begin Extracted records

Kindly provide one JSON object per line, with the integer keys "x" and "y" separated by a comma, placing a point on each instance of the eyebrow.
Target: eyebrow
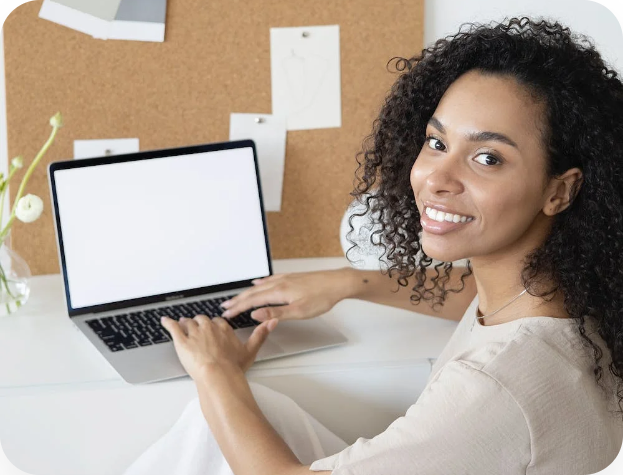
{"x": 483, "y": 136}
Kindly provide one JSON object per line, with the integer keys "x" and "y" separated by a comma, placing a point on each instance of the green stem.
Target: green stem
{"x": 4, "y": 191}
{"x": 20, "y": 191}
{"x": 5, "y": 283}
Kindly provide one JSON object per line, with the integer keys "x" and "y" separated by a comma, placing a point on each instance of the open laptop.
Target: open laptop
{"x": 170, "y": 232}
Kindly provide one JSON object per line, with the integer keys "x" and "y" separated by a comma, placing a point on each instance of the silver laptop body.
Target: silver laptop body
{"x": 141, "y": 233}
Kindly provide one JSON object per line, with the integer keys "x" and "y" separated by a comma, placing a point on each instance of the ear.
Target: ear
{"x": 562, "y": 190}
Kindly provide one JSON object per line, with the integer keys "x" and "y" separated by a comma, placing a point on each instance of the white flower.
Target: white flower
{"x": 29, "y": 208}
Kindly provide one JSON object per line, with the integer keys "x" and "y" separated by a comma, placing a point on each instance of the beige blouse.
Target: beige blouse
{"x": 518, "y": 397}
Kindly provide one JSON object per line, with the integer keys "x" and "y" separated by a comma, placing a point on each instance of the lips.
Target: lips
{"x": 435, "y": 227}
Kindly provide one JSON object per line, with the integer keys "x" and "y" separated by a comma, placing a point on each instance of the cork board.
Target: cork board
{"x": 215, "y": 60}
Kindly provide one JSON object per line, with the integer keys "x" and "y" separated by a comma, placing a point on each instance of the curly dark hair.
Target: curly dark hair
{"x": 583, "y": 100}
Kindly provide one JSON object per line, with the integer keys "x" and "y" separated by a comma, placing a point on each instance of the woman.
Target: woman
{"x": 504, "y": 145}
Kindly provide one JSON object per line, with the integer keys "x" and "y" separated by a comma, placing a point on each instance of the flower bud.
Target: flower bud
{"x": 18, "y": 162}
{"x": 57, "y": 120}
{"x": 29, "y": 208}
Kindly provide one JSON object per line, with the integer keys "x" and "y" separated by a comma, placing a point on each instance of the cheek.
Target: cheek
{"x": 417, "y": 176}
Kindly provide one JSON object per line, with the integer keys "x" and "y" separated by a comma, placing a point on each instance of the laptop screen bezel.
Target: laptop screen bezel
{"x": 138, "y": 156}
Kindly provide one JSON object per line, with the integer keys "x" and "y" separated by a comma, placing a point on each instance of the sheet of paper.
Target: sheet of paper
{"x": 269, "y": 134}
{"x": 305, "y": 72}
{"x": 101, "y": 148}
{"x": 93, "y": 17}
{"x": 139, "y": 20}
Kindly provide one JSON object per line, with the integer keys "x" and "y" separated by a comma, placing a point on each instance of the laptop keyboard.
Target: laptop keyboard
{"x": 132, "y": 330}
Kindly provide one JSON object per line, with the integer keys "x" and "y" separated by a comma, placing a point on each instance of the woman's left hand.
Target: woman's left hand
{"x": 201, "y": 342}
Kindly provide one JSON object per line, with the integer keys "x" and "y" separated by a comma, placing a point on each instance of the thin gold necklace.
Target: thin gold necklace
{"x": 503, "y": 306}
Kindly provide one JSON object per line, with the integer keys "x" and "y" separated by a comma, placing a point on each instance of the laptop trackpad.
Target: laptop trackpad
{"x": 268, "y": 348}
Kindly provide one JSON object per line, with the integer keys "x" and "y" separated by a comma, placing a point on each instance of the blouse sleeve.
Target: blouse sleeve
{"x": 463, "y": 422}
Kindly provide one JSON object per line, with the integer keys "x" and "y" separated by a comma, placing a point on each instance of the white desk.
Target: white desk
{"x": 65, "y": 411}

end Extracted records
begin Extracted records

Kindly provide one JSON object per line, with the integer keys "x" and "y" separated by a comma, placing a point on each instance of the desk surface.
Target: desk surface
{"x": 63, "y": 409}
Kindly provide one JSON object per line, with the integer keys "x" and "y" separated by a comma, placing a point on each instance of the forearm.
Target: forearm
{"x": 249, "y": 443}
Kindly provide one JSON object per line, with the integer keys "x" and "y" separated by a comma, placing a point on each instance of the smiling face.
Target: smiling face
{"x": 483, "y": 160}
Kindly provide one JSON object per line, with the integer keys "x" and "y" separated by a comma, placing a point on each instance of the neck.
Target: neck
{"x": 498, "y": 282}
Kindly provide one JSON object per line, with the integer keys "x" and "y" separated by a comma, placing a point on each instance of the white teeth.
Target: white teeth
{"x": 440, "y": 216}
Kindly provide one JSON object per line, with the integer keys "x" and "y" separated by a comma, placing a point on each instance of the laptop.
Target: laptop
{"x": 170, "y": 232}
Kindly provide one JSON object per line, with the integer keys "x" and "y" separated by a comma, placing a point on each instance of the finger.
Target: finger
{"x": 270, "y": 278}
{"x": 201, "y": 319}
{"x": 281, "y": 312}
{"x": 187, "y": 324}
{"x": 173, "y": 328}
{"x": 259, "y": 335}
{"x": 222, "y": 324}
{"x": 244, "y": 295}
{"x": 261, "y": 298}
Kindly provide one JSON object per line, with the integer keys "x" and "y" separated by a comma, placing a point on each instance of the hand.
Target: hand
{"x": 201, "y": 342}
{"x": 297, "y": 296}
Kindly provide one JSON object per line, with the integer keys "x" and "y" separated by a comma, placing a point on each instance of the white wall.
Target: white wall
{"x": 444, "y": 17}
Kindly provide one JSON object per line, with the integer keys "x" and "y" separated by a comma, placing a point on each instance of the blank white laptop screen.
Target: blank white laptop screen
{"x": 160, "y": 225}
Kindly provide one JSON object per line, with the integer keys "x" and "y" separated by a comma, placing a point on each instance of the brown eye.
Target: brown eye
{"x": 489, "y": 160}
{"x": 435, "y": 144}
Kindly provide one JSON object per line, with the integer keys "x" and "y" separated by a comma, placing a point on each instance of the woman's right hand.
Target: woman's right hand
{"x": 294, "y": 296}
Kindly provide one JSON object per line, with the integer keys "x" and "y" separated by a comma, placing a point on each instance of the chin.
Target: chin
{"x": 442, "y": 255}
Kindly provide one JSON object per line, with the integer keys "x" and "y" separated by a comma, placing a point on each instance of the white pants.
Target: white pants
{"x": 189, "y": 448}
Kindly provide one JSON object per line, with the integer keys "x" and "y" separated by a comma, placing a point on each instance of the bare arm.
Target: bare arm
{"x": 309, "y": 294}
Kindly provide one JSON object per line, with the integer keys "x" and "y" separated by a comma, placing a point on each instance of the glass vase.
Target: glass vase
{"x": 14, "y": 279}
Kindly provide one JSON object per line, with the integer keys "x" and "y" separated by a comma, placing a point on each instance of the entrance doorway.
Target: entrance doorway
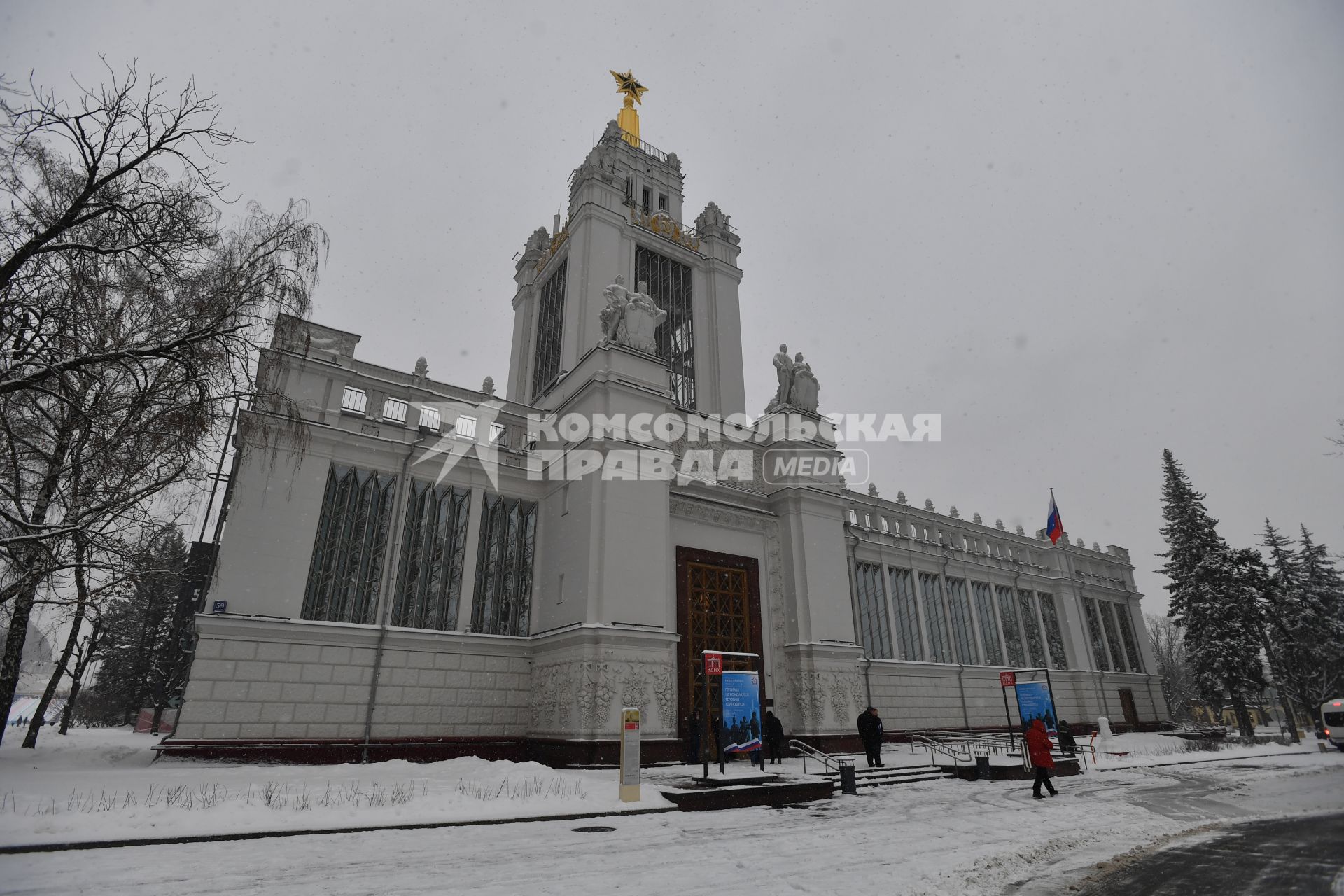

end Extracted records
begin Extracted records

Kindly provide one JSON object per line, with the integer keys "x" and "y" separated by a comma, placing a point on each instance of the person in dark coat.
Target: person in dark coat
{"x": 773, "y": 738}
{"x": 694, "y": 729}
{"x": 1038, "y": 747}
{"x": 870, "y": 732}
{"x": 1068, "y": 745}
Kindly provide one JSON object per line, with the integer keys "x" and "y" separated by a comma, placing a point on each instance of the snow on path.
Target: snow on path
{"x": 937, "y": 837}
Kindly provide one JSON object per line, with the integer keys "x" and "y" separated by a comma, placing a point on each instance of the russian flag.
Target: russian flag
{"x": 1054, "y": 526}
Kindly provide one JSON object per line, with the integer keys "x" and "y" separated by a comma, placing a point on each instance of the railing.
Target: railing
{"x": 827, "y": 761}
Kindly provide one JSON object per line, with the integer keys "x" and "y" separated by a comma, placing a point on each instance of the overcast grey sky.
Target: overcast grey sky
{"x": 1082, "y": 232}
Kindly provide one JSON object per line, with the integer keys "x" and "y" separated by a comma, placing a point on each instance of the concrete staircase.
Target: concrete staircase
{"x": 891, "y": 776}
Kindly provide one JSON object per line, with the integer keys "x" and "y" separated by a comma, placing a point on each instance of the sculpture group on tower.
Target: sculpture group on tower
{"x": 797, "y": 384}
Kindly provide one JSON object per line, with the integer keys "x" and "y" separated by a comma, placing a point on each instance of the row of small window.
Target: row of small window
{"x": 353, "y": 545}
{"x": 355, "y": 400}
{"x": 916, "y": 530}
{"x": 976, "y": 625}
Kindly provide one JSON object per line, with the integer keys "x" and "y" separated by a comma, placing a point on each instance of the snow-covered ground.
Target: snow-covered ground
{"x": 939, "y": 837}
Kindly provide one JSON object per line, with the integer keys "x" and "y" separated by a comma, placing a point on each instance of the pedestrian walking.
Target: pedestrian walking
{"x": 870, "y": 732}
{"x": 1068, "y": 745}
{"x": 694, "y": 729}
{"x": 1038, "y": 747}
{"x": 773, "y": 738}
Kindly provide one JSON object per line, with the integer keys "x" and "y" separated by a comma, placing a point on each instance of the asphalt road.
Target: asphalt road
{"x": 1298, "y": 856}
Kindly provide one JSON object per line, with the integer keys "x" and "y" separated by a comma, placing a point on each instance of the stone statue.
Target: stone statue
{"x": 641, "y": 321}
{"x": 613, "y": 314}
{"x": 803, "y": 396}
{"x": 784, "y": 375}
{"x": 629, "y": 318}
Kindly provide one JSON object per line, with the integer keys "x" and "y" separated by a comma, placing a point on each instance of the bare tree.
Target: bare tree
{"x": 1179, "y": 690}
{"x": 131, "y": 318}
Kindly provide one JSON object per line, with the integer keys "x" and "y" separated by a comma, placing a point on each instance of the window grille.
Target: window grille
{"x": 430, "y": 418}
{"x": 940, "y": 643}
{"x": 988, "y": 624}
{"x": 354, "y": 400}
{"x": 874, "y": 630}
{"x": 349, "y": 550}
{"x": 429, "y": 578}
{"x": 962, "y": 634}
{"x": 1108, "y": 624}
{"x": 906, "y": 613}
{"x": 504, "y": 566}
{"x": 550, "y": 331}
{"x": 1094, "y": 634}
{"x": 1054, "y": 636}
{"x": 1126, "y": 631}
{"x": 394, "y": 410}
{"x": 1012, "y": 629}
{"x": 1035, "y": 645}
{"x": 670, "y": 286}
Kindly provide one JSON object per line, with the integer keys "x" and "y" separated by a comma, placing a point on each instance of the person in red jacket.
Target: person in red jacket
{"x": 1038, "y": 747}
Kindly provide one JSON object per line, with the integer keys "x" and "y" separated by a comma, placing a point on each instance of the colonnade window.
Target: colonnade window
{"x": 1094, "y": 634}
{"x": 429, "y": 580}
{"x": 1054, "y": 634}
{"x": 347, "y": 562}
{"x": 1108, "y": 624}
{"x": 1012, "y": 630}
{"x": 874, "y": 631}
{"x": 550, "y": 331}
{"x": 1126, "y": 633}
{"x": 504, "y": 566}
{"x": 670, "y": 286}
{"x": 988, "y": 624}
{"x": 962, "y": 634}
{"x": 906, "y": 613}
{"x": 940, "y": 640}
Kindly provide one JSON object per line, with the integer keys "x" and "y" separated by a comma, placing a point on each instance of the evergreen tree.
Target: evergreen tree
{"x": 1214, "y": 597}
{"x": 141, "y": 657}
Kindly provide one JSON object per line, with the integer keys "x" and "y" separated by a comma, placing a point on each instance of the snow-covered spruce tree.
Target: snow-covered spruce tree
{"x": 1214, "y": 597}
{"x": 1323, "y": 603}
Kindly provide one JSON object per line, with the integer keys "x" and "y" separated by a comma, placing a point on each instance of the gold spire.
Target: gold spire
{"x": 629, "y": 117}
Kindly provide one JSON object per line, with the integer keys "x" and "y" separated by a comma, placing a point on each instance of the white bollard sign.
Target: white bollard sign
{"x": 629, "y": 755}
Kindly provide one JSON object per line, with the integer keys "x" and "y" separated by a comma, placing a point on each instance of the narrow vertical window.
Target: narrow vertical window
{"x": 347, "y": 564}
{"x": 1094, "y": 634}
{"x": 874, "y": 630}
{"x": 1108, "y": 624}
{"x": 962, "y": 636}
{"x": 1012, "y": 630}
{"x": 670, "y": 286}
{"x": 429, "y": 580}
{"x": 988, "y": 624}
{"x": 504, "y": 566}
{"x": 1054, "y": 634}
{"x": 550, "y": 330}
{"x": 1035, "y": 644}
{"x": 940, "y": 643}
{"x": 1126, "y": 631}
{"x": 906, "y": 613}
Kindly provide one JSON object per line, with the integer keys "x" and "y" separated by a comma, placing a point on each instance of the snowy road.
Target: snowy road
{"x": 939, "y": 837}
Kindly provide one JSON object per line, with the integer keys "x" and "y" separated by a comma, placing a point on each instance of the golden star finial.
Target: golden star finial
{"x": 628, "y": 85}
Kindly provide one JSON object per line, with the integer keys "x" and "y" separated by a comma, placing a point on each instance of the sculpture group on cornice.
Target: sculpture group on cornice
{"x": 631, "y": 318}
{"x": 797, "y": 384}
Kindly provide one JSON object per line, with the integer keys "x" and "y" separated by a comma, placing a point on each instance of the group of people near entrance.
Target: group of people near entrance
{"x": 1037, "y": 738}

end Extracted records

→ **Job**:
Put the part of the material above that opens with the line containing "woman's right hand." and closes with the line containing "Target: entrance doorway" into a numbered list, one line per item, with both of those lines included and blank lines dropped.

→ **The response**:
1. Kindly provide one JSON object per line, with the integer keys "x" and "y" separated by a comma, placing a point on each instance of the woman's right hand.
2. Target: woman's right hand
3. {"x": 294, "y": 296}
4. Kindly provide one JSON object per line, with the integer keys "x" and "y" separated by a comma, placing a point on each instance of the chin.
5. Target: chin
6. {"x": 442, "y": 255}
7. Kindly provide one JSON object per line, with the integer keys "x" and "y" separated by a comma, placing a point on each instance of the white pants.
8. Target: white pants
9. {"x": 189, "y": 448}
10. Kindly provide one JSON object per line, with the integer keys "x" and "y" separated by a comma, placing a point on each instance of the bare arm.
11. Target: bare arm
12. {"x": 309, "y": 294}
13. Kindly provide one JSON object per line, with the integer keys "x" and "y" separated by a comma, placing a point on each instance of the glass vase.
14. Target: glass vase
15. {"x": 14, "y": 279}
16. Kindly provide one JSON object per line, with the integer keys "x" and "y" separated by a comma, placing a point on each instance of the entrance doorway.
17. Target: entrance doorway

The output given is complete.